AIM
Format all of the records below as a JSON list of strings, one string per line, with blank lines dropped. Leave the pictures out.

WORKING DATA
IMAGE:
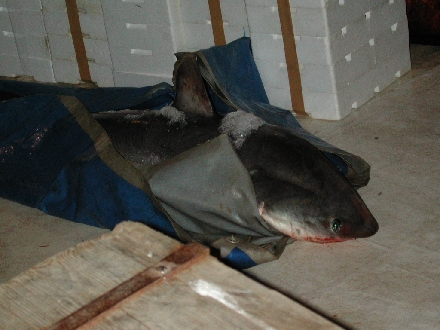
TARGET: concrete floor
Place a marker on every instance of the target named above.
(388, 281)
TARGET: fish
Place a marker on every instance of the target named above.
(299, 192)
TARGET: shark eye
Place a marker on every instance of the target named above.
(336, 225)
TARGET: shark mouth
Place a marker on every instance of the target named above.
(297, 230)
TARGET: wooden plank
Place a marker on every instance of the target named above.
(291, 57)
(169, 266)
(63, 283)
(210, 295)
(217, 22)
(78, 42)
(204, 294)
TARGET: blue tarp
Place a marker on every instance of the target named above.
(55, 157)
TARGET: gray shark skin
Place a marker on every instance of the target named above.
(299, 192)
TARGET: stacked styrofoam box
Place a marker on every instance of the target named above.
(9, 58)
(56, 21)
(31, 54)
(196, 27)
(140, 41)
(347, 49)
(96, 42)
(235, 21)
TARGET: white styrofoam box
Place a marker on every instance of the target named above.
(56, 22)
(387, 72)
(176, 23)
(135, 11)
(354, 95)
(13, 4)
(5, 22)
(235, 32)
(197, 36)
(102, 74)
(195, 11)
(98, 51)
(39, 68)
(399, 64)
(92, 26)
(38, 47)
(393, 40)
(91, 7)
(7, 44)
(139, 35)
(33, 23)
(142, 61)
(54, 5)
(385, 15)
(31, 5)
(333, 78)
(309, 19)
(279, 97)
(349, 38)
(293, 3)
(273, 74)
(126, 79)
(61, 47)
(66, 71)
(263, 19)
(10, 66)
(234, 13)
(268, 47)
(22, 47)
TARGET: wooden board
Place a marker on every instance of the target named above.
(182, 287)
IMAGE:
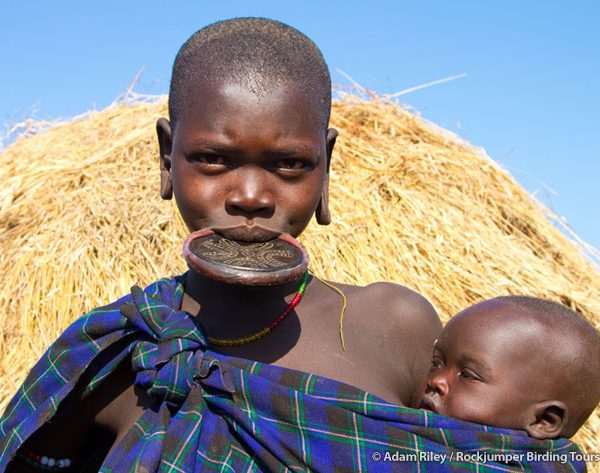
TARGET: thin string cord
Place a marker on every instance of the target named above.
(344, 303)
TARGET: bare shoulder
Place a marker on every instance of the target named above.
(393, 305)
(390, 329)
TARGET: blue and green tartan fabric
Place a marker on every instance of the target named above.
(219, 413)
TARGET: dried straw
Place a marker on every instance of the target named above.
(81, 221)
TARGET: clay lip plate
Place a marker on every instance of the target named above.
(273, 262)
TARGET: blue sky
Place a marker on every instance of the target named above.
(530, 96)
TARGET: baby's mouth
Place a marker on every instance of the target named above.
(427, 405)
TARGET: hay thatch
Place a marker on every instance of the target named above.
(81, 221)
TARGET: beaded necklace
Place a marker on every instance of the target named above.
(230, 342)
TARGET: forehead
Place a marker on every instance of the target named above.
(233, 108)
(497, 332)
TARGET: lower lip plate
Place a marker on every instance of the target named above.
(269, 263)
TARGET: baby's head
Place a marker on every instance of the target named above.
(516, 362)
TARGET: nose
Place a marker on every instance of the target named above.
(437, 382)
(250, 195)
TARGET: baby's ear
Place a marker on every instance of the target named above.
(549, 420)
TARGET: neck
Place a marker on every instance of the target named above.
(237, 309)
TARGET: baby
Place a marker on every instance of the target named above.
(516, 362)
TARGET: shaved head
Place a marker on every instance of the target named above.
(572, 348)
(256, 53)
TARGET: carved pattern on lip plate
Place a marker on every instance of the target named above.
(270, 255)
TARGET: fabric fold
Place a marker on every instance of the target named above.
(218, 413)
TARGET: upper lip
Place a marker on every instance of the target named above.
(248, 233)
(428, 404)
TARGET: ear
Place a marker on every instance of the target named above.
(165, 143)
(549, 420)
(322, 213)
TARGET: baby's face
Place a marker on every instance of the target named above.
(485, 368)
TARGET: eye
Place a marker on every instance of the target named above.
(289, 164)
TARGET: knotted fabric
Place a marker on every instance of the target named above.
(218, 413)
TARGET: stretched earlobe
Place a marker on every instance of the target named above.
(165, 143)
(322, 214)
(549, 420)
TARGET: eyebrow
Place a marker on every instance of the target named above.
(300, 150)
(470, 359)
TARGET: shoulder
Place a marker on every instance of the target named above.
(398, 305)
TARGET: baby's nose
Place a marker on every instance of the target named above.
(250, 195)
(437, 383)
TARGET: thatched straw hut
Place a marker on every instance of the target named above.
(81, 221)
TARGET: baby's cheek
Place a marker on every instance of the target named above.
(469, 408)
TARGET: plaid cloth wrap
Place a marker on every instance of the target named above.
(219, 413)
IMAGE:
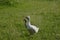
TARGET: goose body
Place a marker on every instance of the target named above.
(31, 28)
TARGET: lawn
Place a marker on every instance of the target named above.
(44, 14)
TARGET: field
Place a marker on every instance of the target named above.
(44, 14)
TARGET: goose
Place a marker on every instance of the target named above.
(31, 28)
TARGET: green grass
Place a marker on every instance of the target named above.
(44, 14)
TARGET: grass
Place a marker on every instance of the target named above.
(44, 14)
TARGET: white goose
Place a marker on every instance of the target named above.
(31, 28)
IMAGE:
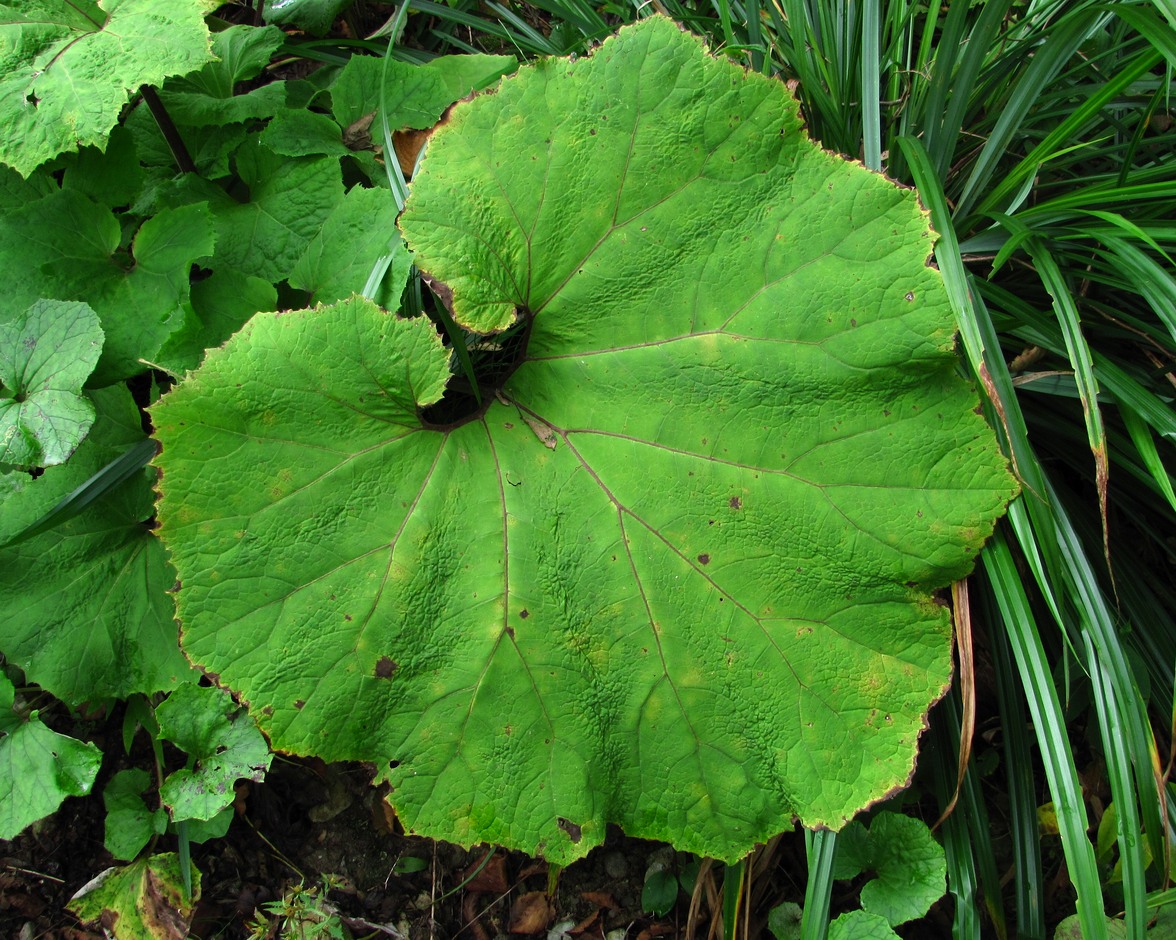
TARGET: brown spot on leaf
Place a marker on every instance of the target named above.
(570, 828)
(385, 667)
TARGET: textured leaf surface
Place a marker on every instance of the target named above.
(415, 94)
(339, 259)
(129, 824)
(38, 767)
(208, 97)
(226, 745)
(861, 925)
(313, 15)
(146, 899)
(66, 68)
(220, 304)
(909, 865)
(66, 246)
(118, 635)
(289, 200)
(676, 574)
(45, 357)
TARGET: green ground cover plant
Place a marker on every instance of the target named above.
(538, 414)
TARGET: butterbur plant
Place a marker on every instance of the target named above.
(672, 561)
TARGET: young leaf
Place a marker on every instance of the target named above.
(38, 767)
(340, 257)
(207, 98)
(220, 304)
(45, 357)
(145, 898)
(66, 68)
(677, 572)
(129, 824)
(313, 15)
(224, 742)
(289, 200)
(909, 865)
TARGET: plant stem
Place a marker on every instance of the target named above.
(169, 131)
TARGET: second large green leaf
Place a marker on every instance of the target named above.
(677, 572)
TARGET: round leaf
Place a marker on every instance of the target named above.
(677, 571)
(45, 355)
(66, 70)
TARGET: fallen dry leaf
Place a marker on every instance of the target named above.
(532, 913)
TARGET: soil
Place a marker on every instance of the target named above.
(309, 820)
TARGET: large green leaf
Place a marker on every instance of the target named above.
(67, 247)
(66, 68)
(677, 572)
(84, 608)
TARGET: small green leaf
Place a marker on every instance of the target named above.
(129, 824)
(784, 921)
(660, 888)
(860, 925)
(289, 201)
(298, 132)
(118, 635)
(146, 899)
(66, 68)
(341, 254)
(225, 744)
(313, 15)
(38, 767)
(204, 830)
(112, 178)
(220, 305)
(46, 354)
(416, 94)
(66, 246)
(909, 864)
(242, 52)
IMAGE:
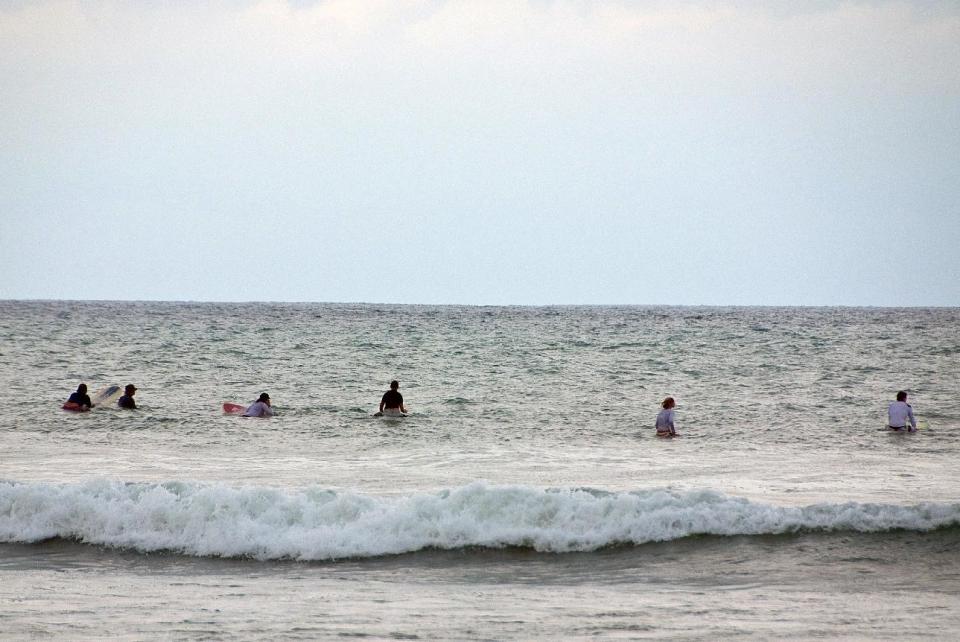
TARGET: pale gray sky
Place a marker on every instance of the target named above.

THE ANSWER
[
  "IMAGE:",
  "TARGET: concrete floor",
  "Place a marker on every instance of the target named above.",
  "(388, 281)",
  "TARGET: fish",
  "Place a marker on every instance of the target named above.",
  "(299, 192)",
  "TARGET: shark eye",
  "Place a marker on every instance of the target named above.",
  "(336, 225)",
  "TARGET: shark mouth",
  "Place a marker on every instance of the target named above.",
  "(297, 230)",
  "TARGET: wooden plank",
  "Place a marker on every instance of the target named above.",
  "(291, 57)",
  "(169, 266)",
  "(63, 283)",
  "(210, 295)",
  "(217, 22)",
  "(78, 42)",
  "(204, 294)",
  "TARGET: blue tarp",
  "Place a marker on every instance of the target named above.",
  "(55, 157)",
  "TARGET: gray shark skin",
  "Place a marker on every instance of the target named above.",
  "(299, 192)",
  "TARGET: stacked styrofoam box",
  "Place a marker on every instance of the target named above.",
  "(9, 58)",
  "(56, 21)",
  "(31, 54)",
  "(196, 27)",
  "(140, 41)",
  "(347, 49)",
  "(96, 42)",
  "(235, 21)",
  "TARGET: white styrofoam box",
  "Place a marker on every instance of the target named above.",
  "(56, 22)",
  "(387, 72)",
  "(176, 23)",
  "(135, 11)",
  "(354, 95)",
  "(13, 4)",
  "(5, 22)",
  "(235, 32)",
  "(197, 36)",
  "(102, 74)",
  "(195, 11)",
  "(98, 51)",
  "(39, 68)",
  "(399, 64)",
  "(92, 26)",
  "(38, 47)",
  "(393, 40)",
  "(91, 7)",
  "(7, 44)",
  "(139, 35)",
  "(33, 23)",
  "(142, 61)",
  "(54, 5)",
  "(385, 15)",
  "(31, 5)",
  "(333, 78)",
  "(309, 19)",
  "(279, 97)",
  "(349, 38)",
  "(293, 3)",
  "(273, 74)",
  "(126, 79)",
  "(61, 47)",
  "(66, 71)",
  "(263, 19)",
  "(10, 66)",
  "(234, 13)",
  "(268, 47)",
  "(22, 47)",
  "TARGET: wooden board",
  "Place a marker on every instance of the target named above.",
  "(182, 287)",
  "IMAGE:",
  "TARGET: thin string cord",
  "Place a marker on every instance of the target named above.",
  "(344, 303)",
  "TARGET: bare shoulder",
  "Place a marker on every instance of the target named above.",
  "(393, 305)",
  "(390, 329)",
  "TARGET: blue and green tartan fabric",
  "Place a marker on every instance of the target named above.",
  "(219, 413)",
  "TARGET: dried straw",
  "Place a marker on every instance of the target named above.",
  "(81, 221)",
  "TARGET: clay lip plate",
  "Place a marker on every instance of the target named above.",
  "(273, 262)",
  "TARGET: blue sky",
  "Place a marker on every instance of the target named above.",
  "(530, 96)",
  "TARGET: baby's mouth",
  "Place a marker on every instance of the target named above.",
  "(427, 405)",
  "TARGET: hay thatch",
  "Place a marker on every instance of the target named above.",
  "(81, 221)",
  "TARGET: beaded necklace",
  "Place a marker on every instance of the target named above.",
  "(230, 342)",
  "TARGET: forehead",
  "Place a marker on every instance of the target named above.",
  "(233, 108)",
  "(497, 332)",
  "TARGET: lower lip plate",
  "Place a marker on every instance of the target named above.",
  "(269, 263)",
  "TARGET: baby's head",
  "Place a marker on every instance of the target named above.",
  "(516, 362)",
  "TARGET: nose",
  "Place a marker on every instance of the target named above.",
  "(437, 382)",
  "(250, 195)",
  "TARGET: baby's ear",
  "Place a marker on every instance of the target named above.",
  "(549, 420)",
  "TARGET: neck",
  "Place a marker on every instance of the target named above.",
  "(237, 309)",
  "TARGET: baby",
  "Place a marker on every instance of the target named above.",
  "(516, 362)",
  "TARGET: shaved head",
  "Place a marker on every instance of the target named above.",
  "(572, 348)",
  "(256, 53)",
  "TARGET: carved pattern on lip plate",
  "Place a marker on every instance of the target named above.",
  "(270, 255)",
  "TARGET: fabric fold",
  "Place a marker on every instance of the target named above.",
  "(218, 413)",
  "TARGET: upper lip",
  "Place a marker on every instance of the target named above.",
  "(248, 233)",
  "(428, 404)",
  "TARGET: ear",
  "Place a marker on every instance of the target named above.",
  "(165, 143)",
  "(549, 420)",
  "(322, 213)",
  "TARGET: baby's face",
  "Place a marker on every instance of the target named above.",
  "(485, 368)",
  "TARGET: eye",
  "Place a marker on every instance of the target named above.",
  "(289, 164)",
  "TARGET: knotted fabric",
  "Place a marker on every instance of the target named above.",
  "(218, 413)",
  "TARGET: stretched earlobe",
  "Place a marker on every instance of the target named above.",
  "(165, 143)",
  "(322, 214)",
  "(549, 420)",
  "TARGET: eyebrow",
  "Place a marker on every instance of the target named above.",
  "(300, 150)",
  "(470, 359)",
  "TARGET: shoulder",
  "Place a marker on every instance of the target named above.",
  "(398, 305)",
  "TARGET: baby's nose",
  "Place a marker on every instance of the target named above.",
  "(250, 195)",
  "(437, 383)",
  "TARGET: thatched straw hut",
  "Place a marker on every instance of the target named above.",
  "(81, 221)",
  "TARGET: baby's cheek",
  "Place a marker on every instance of the target named above.",
  "(469, 408)",
  "TARGET: plaid cloth wrap",
  "Place a marker on every instance of the target named above.",
  "(219, 413)",
  "IMAGE:",
  "TARGET: goose body",
  "Place a marker on every instance of the target named above.",
  "(31, 28)",
  "TARGET: lawn",
  "Place a marker on every instance of the target named above.",
  "(44, 14)",
  "TARGET: field",
  "Place a marker on every instance of the target named above.",
  "(44, 14)",
  "TARGET: goose",
  "Place a marker on every instance of the target named above.",
  "(31, 28)",
  "TARGET: green grass",
  "Place a marker on every instance of the target named above.",
  "(44, 14)",
  "TARGET: grass",
  "Place a marker on every instance of the target named above.",
  "(44, 14)",
  "TARGET: white goose",
  "Place a marker on every instance of the target named above.",
  "(31, 28)",
  "IMAGE:",
  "TARGET: brown spot on leaf",
  "Place a marker on every instance of the target named above.",
  "(570, 828)",
  "(385, 667)",
  "TARGET: textured leaf surface",
  "Place a marker on every instance of the target named above.",
  "(415, 94)",
  "(339, 259)",
  "(129, 824)",
  "(38, 767)",
  "(208, 97)",
  "(226, 745)",
  "(861, 925)",
  "(313, 15)",
  "(146, 899)",
  "(66, 68)",
  "(220, 304)",
  "(909, 865)",
  "(66, 246)",
  "(118, 635)",
  "(289, 200)",
  "(676, 574)",
  "(45, 357)",
  "TARGET: green ground cover plant",
  "Place a marker on every instance of the target named above.",
  "(538, 414)",
  "TARGET: butterbur plant",
  "Place a marker on every instance of the target named above.",
  "(672, 561)",
  "TARGET: young leaf",
  "Place a marker on every instance of the target named above.",
  "(38, 767)",
  "(340, 257)",
  "(207, 98)",
  "(220, 304)",
  "(45, 357)",
  "(145, 898)",
  "(66, 68)",
  "(677, 572)",
  "(129, 824)",
  "(313, 15)",
  "(224, 742)",
  "(289, 200)",
  "(909, 865)",
  "TARGET: plant stem",
  "Place a marker on every instance of the target named above.",
  "(169, 131)",
  "TARGET: second large green leaf",
  "Place a marker on every instance of the target named above.",
  "(677, 572)",
  "TARGET: round leaf",
  "Place a marker on every instance of the target named above.",
  "(677, 571)",
  "(45, 355)",
  "(66, 70)",
  "TARGET: fallen dry leaf",
  "Place a marker on every instance of the target named above.",
  "(532, 913)",
  "TARGET: soil",
  "Place a marker on every instance of the target named above.",
  "(309, 820)",
  "TARGET: large green leaf",
  "Place a marker on every instance of the target named above.",
  "(67, 247)",
  "(66, 68)",
  "(677, 572)",
  "(84, 608)",
  "TARGET: small green leaf",
  "Place a marker on every instance of the target named above.",
  "(129, 824)",
  "(784, 921)",
  "(660, 888)",
  "(860, 925)",
  "(289, 201)",
  "(298, 132)",
  "(118, 635)",
  "(146, 899)",
  "(66, 68)",
  "(341, 254)",
  "(225, 744)",
  "(313, 15)",
  "(38, 767)",
  "(204, 830)",
  "(112, 178)",
  "(220, 305)",
  "(46, 354)",
  "(416, 94)",
  "(66, 246)",
  "(909, 864)",
  "(242, 52)",
  "IMAGE:",
  "TARGET: pale gray sky",
  "Place a marker on every instance of the target named above."
]